## [DESKRIPSI LATIHAN]
Baris catatan di bawah mana saja yang memuat kata "arched"? Ambil semuanya; huruf besar dan kecil dibedakan.

## [CUPLIKAN KUMPULAN DATA]
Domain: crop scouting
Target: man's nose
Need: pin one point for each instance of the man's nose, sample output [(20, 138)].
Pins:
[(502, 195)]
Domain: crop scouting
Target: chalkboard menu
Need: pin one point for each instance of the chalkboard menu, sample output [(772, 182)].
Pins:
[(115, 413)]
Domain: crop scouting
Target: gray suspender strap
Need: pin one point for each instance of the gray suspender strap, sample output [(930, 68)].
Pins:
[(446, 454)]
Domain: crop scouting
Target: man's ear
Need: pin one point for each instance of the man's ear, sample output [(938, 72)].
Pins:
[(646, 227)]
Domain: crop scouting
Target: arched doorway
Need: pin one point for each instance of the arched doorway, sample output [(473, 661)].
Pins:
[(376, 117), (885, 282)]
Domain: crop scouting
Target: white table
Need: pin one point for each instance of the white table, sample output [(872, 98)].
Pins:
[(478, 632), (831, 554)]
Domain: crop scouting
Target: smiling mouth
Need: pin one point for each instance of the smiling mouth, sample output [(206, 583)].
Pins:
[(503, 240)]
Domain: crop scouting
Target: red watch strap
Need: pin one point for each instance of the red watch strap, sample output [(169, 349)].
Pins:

## [JAWABAN TUGAS]
Target: arched doorway
Need: pin one point for each instance of the arched doorway, sample output [(473, 661)].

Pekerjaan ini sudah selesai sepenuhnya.